+++ TASK INPUTS +++
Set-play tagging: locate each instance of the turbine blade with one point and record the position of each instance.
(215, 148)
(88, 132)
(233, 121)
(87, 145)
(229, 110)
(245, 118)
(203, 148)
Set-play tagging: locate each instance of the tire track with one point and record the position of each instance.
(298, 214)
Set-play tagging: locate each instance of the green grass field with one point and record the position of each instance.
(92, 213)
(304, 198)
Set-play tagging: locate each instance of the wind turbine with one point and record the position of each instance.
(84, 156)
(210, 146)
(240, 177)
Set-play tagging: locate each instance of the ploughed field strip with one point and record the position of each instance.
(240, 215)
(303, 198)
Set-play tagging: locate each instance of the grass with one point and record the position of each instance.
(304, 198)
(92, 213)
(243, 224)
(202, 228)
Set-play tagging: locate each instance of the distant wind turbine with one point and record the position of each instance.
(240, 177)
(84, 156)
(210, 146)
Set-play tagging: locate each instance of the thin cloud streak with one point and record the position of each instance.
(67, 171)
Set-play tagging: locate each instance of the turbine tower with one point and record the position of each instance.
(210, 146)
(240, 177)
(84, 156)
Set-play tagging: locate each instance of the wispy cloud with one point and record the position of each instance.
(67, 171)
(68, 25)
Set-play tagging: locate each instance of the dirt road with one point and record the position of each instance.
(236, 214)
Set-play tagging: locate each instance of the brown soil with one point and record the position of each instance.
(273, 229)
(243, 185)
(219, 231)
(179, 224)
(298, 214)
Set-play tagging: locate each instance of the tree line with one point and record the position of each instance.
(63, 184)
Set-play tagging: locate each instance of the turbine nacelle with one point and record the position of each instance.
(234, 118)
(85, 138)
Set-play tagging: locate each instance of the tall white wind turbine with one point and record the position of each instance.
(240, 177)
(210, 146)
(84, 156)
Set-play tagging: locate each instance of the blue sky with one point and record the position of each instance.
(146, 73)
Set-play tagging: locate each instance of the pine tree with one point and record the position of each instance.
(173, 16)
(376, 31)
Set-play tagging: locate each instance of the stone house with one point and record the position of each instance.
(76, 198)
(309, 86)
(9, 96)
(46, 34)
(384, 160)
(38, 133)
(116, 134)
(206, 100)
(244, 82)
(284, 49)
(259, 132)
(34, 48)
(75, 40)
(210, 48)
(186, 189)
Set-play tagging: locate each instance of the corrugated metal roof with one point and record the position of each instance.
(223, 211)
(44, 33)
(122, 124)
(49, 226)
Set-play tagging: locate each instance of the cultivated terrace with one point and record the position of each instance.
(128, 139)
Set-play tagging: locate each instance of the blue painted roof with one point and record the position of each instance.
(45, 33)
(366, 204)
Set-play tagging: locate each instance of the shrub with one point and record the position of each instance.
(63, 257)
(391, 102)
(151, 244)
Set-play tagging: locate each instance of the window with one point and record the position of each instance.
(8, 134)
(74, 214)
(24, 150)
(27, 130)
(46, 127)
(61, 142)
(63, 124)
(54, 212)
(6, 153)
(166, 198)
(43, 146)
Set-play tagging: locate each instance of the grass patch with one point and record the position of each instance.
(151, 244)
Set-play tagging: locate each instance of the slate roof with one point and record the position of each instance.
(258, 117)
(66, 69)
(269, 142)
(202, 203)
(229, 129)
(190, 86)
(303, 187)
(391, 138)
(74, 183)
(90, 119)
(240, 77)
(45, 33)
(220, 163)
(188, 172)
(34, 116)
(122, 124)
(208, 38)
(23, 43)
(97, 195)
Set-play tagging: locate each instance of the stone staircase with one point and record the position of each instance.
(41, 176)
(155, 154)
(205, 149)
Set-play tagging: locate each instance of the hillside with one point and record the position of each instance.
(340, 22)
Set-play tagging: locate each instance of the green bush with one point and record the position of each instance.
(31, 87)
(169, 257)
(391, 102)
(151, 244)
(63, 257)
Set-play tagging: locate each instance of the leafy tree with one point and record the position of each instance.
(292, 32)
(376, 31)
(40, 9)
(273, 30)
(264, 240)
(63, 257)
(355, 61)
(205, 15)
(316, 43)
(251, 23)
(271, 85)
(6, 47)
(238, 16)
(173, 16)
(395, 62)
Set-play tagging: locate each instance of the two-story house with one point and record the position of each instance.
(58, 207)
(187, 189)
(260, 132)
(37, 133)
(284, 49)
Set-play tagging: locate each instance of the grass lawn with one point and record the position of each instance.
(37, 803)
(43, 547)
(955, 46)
+++
## WHAT THIS TASK INVOLVES
Every record shown above must be echoed exactly.

## THE OUTPUT
Set-play tagging: locate each instance of the turbine blade with one point and record the position of each instance.
(215, 148)
(88, 132)
(233, 121)
(87, 145)
(229, 110)
(245, 118)
(203, 148)
Set-play tagging: locate each instance of the tire track with one point and record the position of each instance.
(298, 214)
Set-play tagging: locate each instance of the green grass field with one point and record the position of each instance.
(92, 213)
(304, 198)
Set-play tagging: locate each instance of the wind turbine with one point and record the position of each instance.
(84, 156)
(210, 146)
(240, 177)
Set-play tagging: locate each instance of the ploughed field strip with one point and record the position of each instance.
(240, 215)
(303, 198)
Set-play tagging: locate each instance of the grass with one point and record the position of each instance.
(304, 198)
(92, 213)
(243, 224)
(202, 228)
Set-play tagging: locate each instance of the distant wind turbine with one point and record the position of each instance.
(240, 177)
(84, 156)
(210, 146)
Set-play tagging: locate each instance of the thin cloud streak with one point and record the position of each instance.
(67, 171)
Set-play tagging: locate each instance of the turbine tower with one point and record the position of each instance.
(210, 146)
(240, 177)
(84, 156)
Set-play tagging: locate each instance of the wispy cloud with one point and record the position of each instance.
(67, 171)
(68, 25)
Set-play tagging: locate each instance of the dirt road with one point and record the position of each instance.
(236, 214)
Set-play tagging: locate each instance of the brown soil with one point and record the position of each instance.
(273, 229)
(243, 185)
(219, 231)
(179, 224)
(298, 214)
Set-play tagging: locate each instance of the tree line with one point and record the position of each instance.
(63, 184)
Set-play tagging: locate each instance of the turbine nacelle with one point and record the position of each instance.
(234, 118)
(85, 138)
Set-play tagging: locate each instance of the tall white wind turbine with one point and record the position of each instance.
(240, 177)
(210, 146)
(84, 156)
Set-play tagging: locate each instance of the blue sky with one point and record the position of each instance.
(146, 73)
Set-play tagging: locate each instance of the pine tree with one point and record the position of each instance.
(173, 16)
(376, 31)
Set-play tagging: locate each instance of the stone house with one point and record the position of each instance.
(76, 198)
(309, 86)
(9, 96)
(46, 34)
(384, 160)
(38, 133)
(116, 134)
(206, 100)
(244, 82)
(284, 49)
(259, 132)
(34, 48)
(75, 40)
(210, 48)
(186, 189)
Set-play tagging: locate each instance of the corrugated metal roof with one point and record the position of each instance.
(223, 211)
(44, 33)
(122, 124)
(49, 226)
Set-play tagging: locate each instance of the cultivated terrace with one point and record the position of each instance.
(128, 139)
Set-play tagging: locate each instance of the blue painted roof with one point and record the position of each instance.
(45, 33)
(366, 204)
Set-play tagging: locate each instance of the shrub with one point and record the position of each instance.
(63, 257)
(391, 102)
(151, 244)
Set-play tagging: locate each instance of the window with one point and record the position of each instance.
(8, 134)
(74, 214)
(24, 150)
(27, 130)
(46, 127)
(61, 142)
(63, 124)
(54, 212)
(6, 153)
(166, 198)
(43, 146)
Set-play tagging: locate each instance of the grass patch with one point and record the position of each instance.
(151, 244)
Set-play tagging: locate each instance of the slate roof with one point and record the position of each instance.
(258, 117)
(66, 69)
(269, 142)
(202, 203)
(229, 129)
(190, 86)
(303, 187)
(391, 138)
(74, 183)
(90, 119)
(240, 77)
(45, 33)
(220, 163)
(188, 172)
(34, 116)
(122, 124)
(208, 38)
(23, 43)
(97, 195)
Set-play tagging: locate each instance of the stone staircase with one point and record the position of each instance.
(41, 176)
(155, 154)
(205, 149)
Set-play tagging: locate each instance of the hillside with one point and record the position of each instance.
(340, 22)
Set-play tagging: locate each instance of the green bush with one point and record the position of each instance.
(31, 87)
(169, 257)
(391, 102)
(151, 244)
(63, 257)
Set-play tagging: locate each instance of the leafy tree with one point and record the position of each instance.
(292, 32)
(376, 31)
(40, 9)
(273, 30)
(264, 240)
(63, 257)
(355, 61)
(205, 15)
(316, 43)
(251, 23)
(271, 85)
(6, 47)
(238, 16)
(173, 16)
(395, 62)
Set-play tagging: locate each instance of the two-story house with one point and record the position of each instance.
(58, 207)
(187, 189)
(260, 132)
(37, 133)
(284, 49)
Set-play tagging: locate each instance of the grass lawn with one point and record the position of each instance.
(37, 803)
(43, 547)
(955, 46)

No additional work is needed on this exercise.